- Challenge A
List the members of the creative team that the "Despicable Me 2" review names, with the role it gives each.
- Challenge B
In the "Despicable Me 2" review, what can the secret formula hidden at the mall do?

- Selection
----

That is just one of the dull elements of “Despicable Me 2.” The formally evil character named Gru is now a family man and jelly maker, and also pretty much does everything in order to generate laughs. And with no evil to be rehabilitated from – like the first film – he is reduced to Bachelor Number One for a comely secret agent. Yes, the plot goes in more directions than a broken weather vane, with the idea to make Gru become even more domesticated. If three adopted moppets can’t do it, how about a wife? It’s possible that these animators were financed by social engineers to teach the kiddies that society must remain hitched.

The film opens with Gru (voice of Steve Carell) reveling in his newly minted fatherhood. The orphans he has adopted, Margo, Agnes and Edith, are doing what newly adopted orphans do – be cute. Gru still has his evil laboratory, with his all-encompassing work staff called the Minions, but now he only creates inedible jelly, which forces his resident scientist – Dr. Nefario (Russell Brand) – to leave the operation because it’s not evil enough.

Steve Carell, Kristin Wiig
Ah, Romance: Gru (voice of Steve Carell and Lucy (Kristin Wiig) in ‘Despicable Me 2’
Photo credit: Universal Pictures

Things change when Gru is kidnapped by a mysterious lady spy named Lucy (Kristen Wiig), and is assigned by her spy agency to infiltrate a local mall, where a secret formula that can transform the population into evil drones is being hidden. At the mall, Gru encounters a former colleague name El Macho (Benjamin Bratt) and a wig store proprietor named Floyd (Ken Jeong). He has to both figure out who has the formula and how to woo Agent Lucy.

There are a ton of story gymnastics, as it’s obvious the creative team – writers Ken Daurio and Cinco Paul, directors Pierre Coffin and Chris Renaud – didn’t really know what to do with a reformed take-over-the-world type who had already become a Daddy. Marriage is the next step, of course, moppets can’t grow up without a Mommy. So surrounding that basic next step, is a bunch of strung together set pieces disguised as a plot. Animation doesn’t have to be Shakepeare, but a bit of coherence or simplicity can make it more enjoyable.

----

- Dataset excerpts
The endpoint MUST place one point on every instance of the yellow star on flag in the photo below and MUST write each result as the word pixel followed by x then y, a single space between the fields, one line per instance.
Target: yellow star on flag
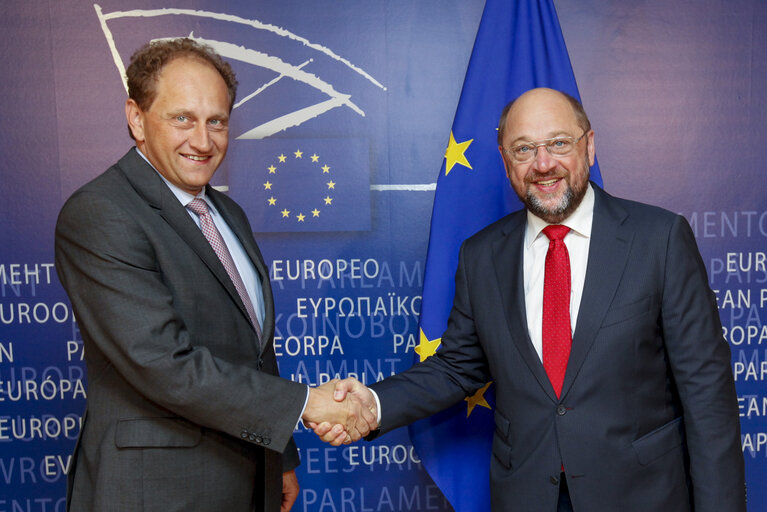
pixel 426 347
pixel 477 398
pixel 456 154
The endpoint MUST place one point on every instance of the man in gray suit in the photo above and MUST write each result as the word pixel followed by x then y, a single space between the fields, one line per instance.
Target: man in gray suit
pixel 186 410
pixel 623 398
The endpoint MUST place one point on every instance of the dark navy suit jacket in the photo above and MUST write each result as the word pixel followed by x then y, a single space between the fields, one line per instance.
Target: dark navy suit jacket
pixel 648 416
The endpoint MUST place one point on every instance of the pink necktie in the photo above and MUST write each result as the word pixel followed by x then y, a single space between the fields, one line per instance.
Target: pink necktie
pixel 200 207
pixel 557 337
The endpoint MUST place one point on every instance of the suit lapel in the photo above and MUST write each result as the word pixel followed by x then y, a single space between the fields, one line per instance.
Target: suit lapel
pixel 150 186
pixel 509 269
pixel 608 253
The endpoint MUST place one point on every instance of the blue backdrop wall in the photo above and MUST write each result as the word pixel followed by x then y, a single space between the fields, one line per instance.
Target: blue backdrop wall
pixel 673 89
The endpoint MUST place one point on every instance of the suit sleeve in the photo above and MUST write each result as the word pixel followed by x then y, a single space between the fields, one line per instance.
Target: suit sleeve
pixel 126 307
pixel 700 362
pixel 458 369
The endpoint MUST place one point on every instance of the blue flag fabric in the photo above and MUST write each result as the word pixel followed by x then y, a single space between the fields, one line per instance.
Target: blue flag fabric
pixel 519 46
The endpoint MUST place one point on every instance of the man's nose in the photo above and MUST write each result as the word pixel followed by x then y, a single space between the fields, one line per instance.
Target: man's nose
pixel 543 161
pixel 200 137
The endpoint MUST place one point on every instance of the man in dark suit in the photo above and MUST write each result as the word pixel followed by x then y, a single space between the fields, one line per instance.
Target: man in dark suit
pixel 623 398
pixel 186 410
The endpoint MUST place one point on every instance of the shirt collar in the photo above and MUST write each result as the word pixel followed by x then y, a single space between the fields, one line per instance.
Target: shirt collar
pixel 579 221
pixel 183 196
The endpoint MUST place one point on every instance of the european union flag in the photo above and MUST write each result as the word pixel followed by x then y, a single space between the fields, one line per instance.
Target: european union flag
pixel 289 185
pixel 519 46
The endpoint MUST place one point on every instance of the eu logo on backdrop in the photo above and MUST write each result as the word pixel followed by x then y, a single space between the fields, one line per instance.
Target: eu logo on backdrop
pixel 302 185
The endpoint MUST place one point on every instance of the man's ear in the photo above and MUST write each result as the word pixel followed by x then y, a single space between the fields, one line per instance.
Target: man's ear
pixel 135 119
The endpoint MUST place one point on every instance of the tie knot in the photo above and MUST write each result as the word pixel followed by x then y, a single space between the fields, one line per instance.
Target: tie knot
pixel 556 231
pixel 198 206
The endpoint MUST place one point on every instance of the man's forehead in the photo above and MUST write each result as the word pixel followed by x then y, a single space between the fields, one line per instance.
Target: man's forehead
pixel 540 113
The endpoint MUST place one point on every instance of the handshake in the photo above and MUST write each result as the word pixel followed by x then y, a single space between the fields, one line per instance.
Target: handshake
pixel 341 411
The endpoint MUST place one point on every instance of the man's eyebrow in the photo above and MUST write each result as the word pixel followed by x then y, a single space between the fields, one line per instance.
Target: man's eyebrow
pixel 551 135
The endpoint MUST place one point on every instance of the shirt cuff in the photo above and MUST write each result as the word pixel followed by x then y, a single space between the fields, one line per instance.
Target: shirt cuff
pixel 301 416
pixel 378 407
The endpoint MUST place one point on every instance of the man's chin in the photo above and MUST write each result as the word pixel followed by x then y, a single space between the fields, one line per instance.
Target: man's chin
pixel 550 209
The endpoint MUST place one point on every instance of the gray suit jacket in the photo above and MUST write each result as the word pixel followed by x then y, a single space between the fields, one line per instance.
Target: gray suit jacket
pixel 185 412
pixel 648 417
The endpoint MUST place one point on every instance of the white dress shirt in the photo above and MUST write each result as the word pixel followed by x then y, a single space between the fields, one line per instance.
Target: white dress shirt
pixel 536 245
pixel 245 267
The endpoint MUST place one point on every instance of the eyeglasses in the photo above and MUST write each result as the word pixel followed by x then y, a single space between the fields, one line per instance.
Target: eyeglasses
pixel 557 147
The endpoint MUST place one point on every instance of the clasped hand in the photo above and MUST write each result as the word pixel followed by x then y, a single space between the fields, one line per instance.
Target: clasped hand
pixel 341 411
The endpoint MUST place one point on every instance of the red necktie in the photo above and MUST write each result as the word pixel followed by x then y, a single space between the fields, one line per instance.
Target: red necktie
pixel 557 337
pixel 200 207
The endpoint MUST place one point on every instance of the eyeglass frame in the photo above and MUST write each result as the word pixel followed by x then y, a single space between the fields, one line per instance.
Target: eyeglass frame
pixel 544 143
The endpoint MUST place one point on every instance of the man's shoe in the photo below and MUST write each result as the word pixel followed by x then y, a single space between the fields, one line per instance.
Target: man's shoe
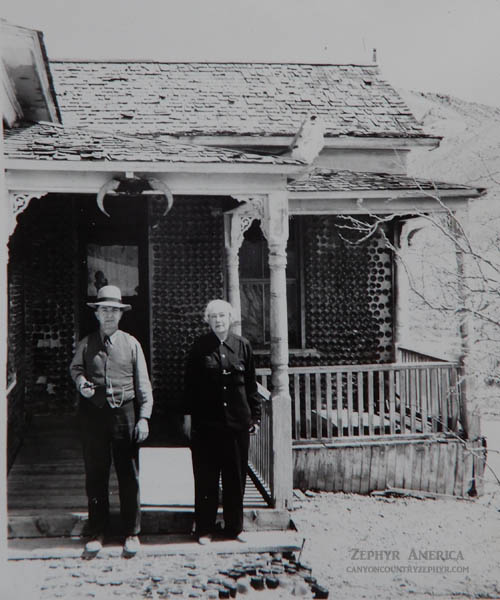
pixel 131 545
pixel 94 545
pixel 204 540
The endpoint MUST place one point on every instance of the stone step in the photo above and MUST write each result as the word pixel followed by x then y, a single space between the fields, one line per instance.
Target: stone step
pixel 155 520
pixel 67 547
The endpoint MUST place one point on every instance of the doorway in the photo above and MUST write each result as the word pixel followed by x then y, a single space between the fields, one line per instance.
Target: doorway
pixel 114 250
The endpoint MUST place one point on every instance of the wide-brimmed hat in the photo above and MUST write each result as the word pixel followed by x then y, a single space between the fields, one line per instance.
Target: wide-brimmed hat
pixel 109 295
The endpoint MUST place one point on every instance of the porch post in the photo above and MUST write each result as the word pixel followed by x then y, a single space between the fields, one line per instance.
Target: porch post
pixel 236 222
pixel 470 415
pixel 5 216
pixel 275 229
pixel 401 288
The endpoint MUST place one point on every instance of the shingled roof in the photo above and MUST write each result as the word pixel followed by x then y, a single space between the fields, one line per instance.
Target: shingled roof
pixel 48 141
pixel 251 99
pixel 326 180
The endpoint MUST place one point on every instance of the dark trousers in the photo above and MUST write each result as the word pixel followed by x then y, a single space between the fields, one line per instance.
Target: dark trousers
pixel 107 436
pixel 217 452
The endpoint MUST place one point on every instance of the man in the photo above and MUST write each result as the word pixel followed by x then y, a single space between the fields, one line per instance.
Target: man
pixel 110 372
pixel 222 399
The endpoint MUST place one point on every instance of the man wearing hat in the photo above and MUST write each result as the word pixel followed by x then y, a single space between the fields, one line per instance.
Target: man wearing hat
pixel 110 372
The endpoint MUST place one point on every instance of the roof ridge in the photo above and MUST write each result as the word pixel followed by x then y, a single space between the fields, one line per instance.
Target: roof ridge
pixel 209 62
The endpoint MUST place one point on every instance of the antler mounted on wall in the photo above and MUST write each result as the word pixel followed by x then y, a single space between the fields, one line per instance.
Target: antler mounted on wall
pixel 135 186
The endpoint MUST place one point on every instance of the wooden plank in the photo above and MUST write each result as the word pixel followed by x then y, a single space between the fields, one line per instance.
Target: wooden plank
pixel 408 467
pixel 412 399
pixel 418 456
pixel 467 480
pixel 391 465
pixel 322 458
pixel 340 425
pixel 424 392
pixel 454 409
pixel 441 468
pixel 365 470
pixel 433 466
pixel 434 400
pixel 308 405
pixel 403 381
pixel 347 463
pixel 400 465
pixel 357 459
pixel 374 467
pixel 328 405
pixel 360 407
pixel 382 468
pixel 381 401
pixel 444 398
pixel 350 411
pixel 424 475
pixel 392 402
pixel 459 471
pixel 371 401
pixel 339 473
pixel 330 470
pixel 296 398
pixel 317 390
pixel 451 463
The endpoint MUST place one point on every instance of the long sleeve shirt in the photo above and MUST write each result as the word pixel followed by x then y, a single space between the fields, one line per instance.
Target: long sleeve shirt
pixel 220 384
pixel 118 369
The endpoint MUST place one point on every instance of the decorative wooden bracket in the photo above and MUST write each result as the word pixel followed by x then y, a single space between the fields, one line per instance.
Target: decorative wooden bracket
pixel 18 203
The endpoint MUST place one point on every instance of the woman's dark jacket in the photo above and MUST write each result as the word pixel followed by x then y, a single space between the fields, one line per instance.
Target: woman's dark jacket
pixel 220 386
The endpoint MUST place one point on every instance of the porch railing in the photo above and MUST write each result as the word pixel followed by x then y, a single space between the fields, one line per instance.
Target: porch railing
pixel 413 398
pixel 260 452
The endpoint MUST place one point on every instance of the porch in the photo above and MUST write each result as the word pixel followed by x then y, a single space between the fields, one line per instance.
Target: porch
pixel 399 426
pixel 46 488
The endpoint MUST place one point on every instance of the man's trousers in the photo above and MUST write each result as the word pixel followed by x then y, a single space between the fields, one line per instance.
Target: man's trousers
pixel 219 452
pixel 107 436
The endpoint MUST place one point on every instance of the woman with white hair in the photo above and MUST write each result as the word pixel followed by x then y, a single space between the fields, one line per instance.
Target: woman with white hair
pixel 222 399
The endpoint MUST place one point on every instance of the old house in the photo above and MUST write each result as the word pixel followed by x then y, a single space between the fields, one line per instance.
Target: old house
pixel 183 182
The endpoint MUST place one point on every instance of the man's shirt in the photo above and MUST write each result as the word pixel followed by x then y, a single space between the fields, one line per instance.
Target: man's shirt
pixel 117 367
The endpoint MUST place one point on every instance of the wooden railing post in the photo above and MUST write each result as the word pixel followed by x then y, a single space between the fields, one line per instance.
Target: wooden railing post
pixel 5 220
pixel 275 229
pixel 469 412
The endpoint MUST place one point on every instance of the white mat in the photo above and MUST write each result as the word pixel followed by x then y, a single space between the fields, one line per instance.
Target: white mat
pixel 166 477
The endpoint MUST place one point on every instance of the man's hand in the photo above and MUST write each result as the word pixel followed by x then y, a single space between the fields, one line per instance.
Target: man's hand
pixel 141 430
pixel 86 389
pixel 254 429
pixel 186 426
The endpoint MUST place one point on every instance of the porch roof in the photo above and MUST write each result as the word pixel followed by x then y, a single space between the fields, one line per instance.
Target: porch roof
pixel 230 99
pixel 53 142
pixel 320 181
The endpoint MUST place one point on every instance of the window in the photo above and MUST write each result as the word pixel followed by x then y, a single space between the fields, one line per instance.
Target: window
pixel 255 287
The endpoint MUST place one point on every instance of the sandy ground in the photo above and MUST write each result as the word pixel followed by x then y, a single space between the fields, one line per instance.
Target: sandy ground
pixel 358 547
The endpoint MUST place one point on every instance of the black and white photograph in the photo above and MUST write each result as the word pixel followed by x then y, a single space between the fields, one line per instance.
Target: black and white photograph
pixel 250 299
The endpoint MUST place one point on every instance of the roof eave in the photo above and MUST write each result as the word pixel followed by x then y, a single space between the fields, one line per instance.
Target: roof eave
pixel 331 142
pixel 388 194
pixel 100 166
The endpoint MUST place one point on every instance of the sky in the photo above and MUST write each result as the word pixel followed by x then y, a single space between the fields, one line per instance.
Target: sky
pixel 444 46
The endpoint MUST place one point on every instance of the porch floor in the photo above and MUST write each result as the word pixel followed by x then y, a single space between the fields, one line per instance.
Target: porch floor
pixel 46 487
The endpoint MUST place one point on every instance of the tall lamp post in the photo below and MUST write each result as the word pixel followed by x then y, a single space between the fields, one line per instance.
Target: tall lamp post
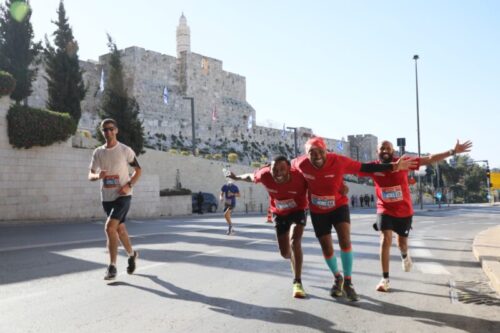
pixel 294 140
pixel 192 124
pixel 415 57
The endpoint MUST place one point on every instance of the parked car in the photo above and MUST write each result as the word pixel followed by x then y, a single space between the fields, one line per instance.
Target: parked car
pixel 210 202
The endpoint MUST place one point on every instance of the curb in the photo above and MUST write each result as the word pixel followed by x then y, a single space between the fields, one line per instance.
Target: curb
pixel 486 249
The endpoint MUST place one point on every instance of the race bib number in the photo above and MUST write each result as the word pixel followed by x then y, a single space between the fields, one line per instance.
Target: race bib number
pixel 323 202
pixel 285 204
pixel 392 194
pixel 111 181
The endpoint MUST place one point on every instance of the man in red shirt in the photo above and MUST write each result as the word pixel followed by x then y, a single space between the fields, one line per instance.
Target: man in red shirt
pixel 287 198
pixel 329 208
pixel 394 204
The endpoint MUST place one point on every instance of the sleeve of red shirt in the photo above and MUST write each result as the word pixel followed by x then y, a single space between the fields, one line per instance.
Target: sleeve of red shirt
pixel 257 176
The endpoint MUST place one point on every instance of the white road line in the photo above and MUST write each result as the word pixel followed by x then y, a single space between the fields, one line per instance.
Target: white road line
pixel 205 253
pixel 431 268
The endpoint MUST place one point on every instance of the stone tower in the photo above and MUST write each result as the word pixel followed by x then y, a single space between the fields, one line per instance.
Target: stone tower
pixel 183 36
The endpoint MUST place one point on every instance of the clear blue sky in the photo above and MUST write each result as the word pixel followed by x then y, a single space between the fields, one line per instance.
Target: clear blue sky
pixel 338 67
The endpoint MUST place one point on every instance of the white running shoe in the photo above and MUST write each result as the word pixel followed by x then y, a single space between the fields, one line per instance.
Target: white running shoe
pixel 383 285
pixel 406 263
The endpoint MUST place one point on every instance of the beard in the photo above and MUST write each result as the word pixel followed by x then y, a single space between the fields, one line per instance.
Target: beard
pixel 385 157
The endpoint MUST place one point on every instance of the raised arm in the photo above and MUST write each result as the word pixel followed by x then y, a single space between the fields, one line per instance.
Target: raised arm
pixel 246 177
pixel 459 148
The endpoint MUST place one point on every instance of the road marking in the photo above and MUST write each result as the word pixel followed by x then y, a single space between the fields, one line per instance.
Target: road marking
pixel 204 253
pixel 432 268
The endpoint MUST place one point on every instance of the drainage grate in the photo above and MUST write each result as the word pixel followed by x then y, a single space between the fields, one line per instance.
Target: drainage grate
pixel 473 293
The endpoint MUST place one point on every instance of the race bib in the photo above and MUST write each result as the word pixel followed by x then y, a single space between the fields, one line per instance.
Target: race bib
pixel 392 194
pixel 111 181
pixel 323 202
pixel 285 204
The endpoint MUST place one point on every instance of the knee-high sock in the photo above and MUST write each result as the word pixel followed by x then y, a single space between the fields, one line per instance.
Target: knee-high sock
pixel 332 264
pixel 347 257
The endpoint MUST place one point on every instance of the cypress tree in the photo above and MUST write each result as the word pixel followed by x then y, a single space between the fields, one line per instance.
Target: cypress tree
pixel 64 78
pixel 17 49
pixel 116 104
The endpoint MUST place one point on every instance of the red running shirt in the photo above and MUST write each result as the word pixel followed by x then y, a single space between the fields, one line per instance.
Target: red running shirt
pixel 287 197
pixel 324 184
pixel 393 192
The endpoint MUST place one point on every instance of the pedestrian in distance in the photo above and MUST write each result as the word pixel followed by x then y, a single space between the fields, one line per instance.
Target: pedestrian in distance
pixel 228 194
pixel 110 164
pixel 199 202
pixel 394 204
pixel 324 172
pixel 287 190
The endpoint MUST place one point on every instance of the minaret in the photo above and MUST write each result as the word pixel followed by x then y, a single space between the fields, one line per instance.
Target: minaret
pixel 183 36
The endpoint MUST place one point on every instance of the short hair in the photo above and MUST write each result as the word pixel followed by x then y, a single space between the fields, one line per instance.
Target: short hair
pixel 281 158
pixel 109 121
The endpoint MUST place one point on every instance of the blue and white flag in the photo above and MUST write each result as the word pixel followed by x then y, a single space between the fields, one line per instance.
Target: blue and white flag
pixel 165 95
pixel 340 146
pixel 101 83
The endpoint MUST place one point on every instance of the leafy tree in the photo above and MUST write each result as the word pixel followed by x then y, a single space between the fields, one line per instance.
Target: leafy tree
pixel 117 105
pixel 64 77
pixel 17 49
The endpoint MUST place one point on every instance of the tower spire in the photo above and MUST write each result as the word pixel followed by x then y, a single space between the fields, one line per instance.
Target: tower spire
pixel 183 36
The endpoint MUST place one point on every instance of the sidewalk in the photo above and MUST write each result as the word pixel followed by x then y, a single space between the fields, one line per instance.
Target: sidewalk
pixel 486 248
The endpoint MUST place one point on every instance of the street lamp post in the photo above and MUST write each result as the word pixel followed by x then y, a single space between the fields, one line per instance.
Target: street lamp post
pixel 192 124
pixel 356 149
pixel 294 140
pixel 415 57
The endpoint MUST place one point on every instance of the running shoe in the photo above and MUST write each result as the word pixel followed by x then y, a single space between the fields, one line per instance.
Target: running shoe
pixel 131 262
pixel 298 290
pixel 383 285
pixel 407 263
pixel 338 286
pixel 350 293
pixel 110 273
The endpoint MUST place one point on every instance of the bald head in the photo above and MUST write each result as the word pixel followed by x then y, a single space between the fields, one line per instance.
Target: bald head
pixel 385 151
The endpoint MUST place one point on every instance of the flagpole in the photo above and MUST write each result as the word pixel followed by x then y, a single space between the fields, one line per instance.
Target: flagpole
pixel 294 140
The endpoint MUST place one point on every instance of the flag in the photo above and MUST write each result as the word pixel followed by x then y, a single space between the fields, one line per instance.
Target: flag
pixel 101 83
pixel 340 146
pixel 165 95
pixel 214 113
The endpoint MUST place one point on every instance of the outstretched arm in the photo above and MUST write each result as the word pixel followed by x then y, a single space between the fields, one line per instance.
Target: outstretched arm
pixel 246 177
pixel 404 163
pixel 459 148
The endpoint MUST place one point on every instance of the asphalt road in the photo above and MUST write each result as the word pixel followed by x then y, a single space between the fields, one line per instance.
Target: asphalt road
pixel 191 277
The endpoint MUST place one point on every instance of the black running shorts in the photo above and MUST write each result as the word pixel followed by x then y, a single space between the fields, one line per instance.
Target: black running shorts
pixel 400 225
pixel 323 222
pixel 282 223
pixel 117 209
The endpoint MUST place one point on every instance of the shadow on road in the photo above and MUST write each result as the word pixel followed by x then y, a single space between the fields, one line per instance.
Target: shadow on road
pixel 235 308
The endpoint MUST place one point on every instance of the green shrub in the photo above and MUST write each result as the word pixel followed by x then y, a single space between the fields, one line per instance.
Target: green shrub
pixel 232 157
pixel 7 83
pixel 166 192
pixel 28 127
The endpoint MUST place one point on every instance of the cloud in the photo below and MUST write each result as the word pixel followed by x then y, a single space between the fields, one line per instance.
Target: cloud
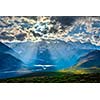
pixel 25 28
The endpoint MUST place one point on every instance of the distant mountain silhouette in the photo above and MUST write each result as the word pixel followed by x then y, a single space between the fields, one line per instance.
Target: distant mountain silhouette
pixel 9 59
pixel 9 62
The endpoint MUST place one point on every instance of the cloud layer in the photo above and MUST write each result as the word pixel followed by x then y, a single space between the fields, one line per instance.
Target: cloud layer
pixel 31 28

----

- Finished answer A
Ken Daurio (writer), Cinco Paul (writer), Pierre Coffin (director), Chris Renaud (director)

- Finished answer B
It can transform the population into evil drones.